Is dg const or the return type ?
October 10, 2014
On 10/9/2014 1:50 AM, Martin Nowak wrote:
> Kenji just proposed a slightly controversial pull request so I want to reach out
> for more people to discuss it's tradeoffs.
> It's about deprecating function qualifiers on the left hand side of a function.

This has come up before, and has been debated at length.

const is used both as a storage class and as a type constructor, and is distinguished by the grammar:

   const(T) v; // type constructor, it affects the type T

   const T v;  // storage class, affects the symbol v and the type of v

In particular,

   const T *v;

does not mean:

   const(T)* v;

For functions, const-as-storage-class applies to the function symbol. And if it is misused, the compiler will very likely complain about a mismatched type.
Breaking this adds a special case inconsistency, besides breaking existing code.

(I understand that there's a lot of advocacy lately about "break my code", but I'm the one who bears the brunt of "you guys broke my code again, even though the code was correct and worked perfectly well! D sux.", besides, of course, those poor souls who have to go fix their code base, and I hear again about how D is unstable, another Reddit flame-fest about D being unsuitable because the designers can't make up their mind, etc.)

This endless search for the ideal syntax is consuming our time while we aren't working on issues that matter. (And this change will consume users' time, too, not just ours.)

If we're going to break things, it needs to be for something that matters. This doesn't make the cut.

+ + + + + + +

#### [SHORT PROBLEM 1]
Convert the records, from the line holding "Expected: one point per instance of the ripples" through the end of the records, inclusive, into a two-column CSV with columns named text and answer. Make one row per entry, with its text and its answer each in a single quoted field and line breaks replaced by spaces.
The records have nothing to do with the post about const.

#### [LISTING]
+ + + + + + +

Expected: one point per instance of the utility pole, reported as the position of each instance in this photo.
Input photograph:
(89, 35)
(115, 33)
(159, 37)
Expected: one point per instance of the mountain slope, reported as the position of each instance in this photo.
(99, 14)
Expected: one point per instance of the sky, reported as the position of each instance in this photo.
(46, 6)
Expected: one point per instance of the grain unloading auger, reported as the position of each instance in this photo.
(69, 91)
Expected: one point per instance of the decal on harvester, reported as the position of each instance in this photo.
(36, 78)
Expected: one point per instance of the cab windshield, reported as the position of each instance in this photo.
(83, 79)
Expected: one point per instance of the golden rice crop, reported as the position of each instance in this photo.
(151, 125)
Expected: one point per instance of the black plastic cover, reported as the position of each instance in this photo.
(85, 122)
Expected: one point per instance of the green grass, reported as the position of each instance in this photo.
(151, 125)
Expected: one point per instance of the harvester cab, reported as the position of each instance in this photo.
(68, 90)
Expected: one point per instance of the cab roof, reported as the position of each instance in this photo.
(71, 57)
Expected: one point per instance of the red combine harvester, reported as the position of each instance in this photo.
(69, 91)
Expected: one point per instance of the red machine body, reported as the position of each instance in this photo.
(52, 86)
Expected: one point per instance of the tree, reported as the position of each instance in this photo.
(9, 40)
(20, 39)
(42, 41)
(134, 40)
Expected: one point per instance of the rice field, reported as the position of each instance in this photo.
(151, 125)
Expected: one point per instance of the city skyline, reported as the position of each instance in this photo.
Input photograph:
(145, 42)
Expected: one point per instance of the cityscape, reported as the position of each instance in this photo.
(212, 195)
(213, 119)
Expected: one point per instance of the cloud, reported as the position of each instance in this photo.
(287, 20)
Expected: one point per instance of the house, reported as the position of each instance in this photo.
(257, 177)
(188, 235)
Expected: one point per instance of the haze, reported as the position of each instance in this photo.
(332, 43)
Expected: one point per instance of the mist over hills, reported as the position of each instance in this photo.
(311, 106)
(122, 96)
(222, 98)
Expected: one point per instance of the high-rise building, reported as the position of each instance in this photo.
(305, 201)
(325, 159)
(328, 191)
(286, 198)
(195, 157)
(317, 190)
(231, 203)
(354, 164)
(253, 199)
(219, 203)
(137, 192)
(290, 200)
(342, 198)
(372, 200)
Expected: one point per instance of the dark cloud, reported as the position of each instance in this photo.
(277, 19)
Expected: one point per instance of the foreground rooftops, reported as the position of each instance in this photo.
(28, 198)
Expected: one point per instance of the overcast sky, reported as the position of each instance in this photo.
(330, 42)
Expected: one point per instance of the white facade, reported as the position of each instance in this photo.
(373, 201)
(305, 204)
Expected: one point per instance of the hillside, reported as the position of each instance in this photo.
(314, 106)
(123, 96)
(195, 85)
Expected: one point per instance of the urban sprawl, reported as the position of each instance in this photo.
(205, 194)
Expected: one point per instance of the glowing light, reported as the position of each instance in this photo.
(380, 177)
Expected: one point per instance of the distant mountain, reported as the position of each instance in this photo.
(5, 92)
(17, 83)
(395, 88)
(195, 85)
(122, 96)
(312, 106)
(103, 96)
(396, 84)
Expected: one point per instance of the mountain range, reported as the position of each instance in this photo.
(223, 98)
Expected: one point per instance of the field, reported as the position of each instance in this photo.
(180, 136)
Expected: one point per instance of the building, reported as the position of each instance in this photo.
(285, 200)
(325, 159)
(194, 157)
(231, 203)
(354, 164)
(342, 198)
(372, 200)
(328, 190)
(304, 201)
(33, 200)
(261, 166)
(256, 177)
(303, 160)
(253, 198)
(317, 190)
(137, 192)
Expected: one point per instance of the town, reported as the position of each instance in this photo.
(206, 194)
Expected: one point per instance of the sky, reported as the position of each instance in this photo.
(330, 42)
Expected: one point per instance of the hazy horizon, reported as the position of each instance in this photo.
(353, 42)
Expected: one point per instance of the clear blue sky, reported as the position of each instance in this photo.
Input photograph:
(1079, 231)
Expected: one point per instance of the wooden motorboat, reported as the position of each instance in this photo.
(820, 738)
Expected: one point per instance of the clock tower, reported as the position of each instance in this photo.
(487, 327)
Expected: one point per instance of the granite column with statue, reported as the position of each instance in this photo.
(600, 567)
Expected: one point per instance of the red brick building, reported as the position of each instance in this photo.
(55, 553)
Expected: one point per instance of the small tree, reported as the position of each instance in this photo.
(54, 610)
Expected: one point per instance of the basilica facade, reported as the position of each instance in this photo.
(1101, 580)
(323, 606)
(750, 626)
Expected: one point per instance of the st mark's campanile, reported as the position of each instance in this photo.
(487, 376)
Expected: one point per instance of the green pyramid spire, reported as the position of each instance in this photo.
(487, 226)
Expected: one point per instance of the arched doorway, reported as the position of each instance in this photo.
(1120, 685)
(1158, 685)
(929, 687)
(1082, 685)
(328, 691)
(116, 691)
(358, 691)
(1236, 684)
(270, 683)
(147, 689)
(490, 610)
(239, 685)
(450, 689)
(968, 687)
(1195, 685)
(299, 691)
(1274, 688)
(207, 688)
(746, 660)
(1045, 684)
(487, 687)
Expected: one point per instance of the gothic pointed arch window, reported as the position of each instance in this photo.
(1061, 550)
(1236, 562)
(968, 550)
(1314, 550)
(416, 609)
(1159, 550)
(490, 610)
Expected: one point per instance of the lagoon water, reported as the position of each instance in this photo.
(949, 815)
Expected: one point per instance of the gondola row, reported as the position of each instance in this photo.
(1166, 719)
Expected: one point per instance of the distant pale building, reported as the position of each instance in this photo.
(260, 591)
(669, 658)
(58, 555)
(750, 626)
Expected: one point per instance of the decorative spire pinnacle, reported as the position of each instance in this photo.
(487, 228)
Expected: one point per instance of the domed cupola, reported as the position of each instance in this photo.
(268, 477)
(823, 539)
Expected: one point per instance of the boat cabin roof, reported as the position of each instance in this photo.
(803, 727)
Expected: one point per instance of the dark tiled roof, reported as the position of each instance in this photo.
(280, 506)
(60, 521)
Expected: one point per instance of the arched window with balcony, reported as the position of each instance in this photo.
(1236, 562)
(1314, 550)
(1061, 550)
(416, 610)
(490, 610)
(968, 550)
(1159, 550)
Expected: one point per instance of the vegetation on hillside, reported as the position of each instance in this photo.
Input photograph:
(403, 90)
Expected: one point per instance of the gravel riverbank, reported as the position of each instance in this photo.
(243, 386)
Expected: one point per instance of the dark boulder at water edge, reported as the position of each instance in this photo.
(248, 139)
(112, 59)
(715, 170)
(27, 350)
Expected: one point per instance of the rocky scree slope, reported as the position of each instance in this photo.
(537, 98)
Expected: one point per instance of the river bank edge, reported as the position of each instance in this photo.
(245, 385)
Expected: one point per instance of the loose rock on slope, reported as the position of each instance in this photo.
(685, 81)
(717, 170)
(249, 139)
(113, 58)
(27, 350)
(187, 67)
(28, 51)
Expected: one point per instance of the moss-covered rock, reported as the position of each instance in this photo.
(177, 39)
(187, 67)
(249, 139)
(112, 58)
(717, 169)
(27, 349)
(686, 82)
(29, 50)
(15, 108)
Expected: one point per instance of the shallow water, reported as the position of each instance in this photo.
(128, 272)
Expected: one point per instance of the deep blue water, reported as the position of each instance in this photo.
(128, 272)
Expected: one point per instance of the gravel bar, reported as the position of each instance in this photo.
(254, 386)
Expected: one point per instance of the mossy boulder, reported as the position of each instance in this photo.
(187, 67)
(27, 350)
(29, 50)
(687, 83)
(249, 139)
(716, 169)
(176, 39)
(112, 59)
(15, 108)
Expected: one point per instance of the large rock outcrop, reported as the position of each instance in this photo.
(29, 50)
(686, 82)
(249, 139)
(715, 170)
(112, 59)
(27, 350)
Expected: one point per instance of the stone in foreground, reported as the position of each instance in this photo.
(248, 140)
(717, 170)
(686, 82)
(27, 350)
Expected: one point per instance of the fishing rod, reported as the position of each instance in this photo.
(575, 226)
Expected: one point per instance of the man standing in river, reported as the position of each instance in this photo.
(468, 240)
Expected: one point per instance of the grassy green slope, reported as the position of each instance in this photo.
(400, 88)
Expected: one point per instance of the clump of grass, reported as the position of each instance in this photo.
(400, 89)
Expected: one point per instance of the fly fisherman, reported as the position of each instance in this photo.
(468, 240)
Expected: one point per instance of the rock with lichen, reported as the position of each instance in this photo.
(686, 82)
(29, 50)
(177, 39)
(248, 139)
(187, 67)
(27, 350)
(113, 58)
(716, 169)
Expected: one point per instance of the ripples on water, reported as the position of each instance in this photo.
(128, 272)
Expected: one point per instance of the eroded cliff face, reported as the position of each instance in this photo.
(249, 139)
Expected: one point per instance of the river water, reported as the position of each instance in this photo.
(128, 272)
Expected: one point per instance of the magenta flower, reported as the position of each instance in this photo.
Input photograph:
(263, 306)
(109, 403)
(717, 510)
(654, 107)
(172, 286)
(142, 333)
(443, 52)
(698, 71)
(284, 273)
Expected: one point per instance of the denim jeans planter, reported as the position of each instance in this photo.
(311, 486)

+ + + + + + +

#### [SHORT PROBLEM 2]
Transcribe the entire post about const word for word.

#### [EXPECTED OUTPUT 1]
text,answer
"Expected: one point per instance of the ripples on water, reported as the position of each instance in this photo.","(128, 272)"
"Expected: one point per instance of the eroded cliff face, reported as the position of each instance in this photo.","(249, 139)"
"Expected: one point per instance of the river water, reported as the position of each instance in this photo.","(128, 272)"
"Expected: one point per instance of the magenta flower, reported as the position of each instance in this photo. Input photograph:","(263, 306) (109, 403) (717, 510) (654, 107) (172, 286) (142, 333) (443, 52) (698, 71) (284, 273)"
"Expected: one point per instance of the denim jeans planter, reported as the position of each instance in this photo.","(311, 486)"

#### [EXPECTED OUTPUT 2]
Is dg const or the return type ?
October 10, 2014
On 10/9/2014 1:50 AM, Martin Nowak wrote:
> Kenji just proposed a slightly controversial pull request so I want to reach out
> for more people to discuss it's tradeoffs.
> It's about deprecating function qualifiers on the left hand side of a function.

This has come up before, and has been debated at length.

const is used both as a storage class and as a type constructor, and is distinguished by the grammar:

   const(T) v; // type constructor, it affects the type T

   const T v;  // storage class, affects the symbol v and the type of v

In particular,

   const T *v;

does not mean:

   const(T)* v;

For functions, const-as-storage-class applies to the function symbol. And if it is misused, the compiler will very likely complain about a mismatched type.
Breaking this adds a special case inconsistency, besides breaking existing code.

(I understand that there's a lot of advocacy lately about "break my code", but I'm the one who bears the brunt of "you guys broke my code again, even though the code was correct and worked perfectly well! D sux.", besides, of course, those poor souls who have to go fix their code base, and I hear again about how D is unstable, another Reddit flame-fest about D being unsuitable because the designers can't make up their mind, etc.)

This endless search for the ideal syntax is consuming our time while we aren't working on issues that matter. (And this change will consume users' time, too, not just ours.)

If we're going to break things, it needs to be for something that matters. This doesn't make the cut.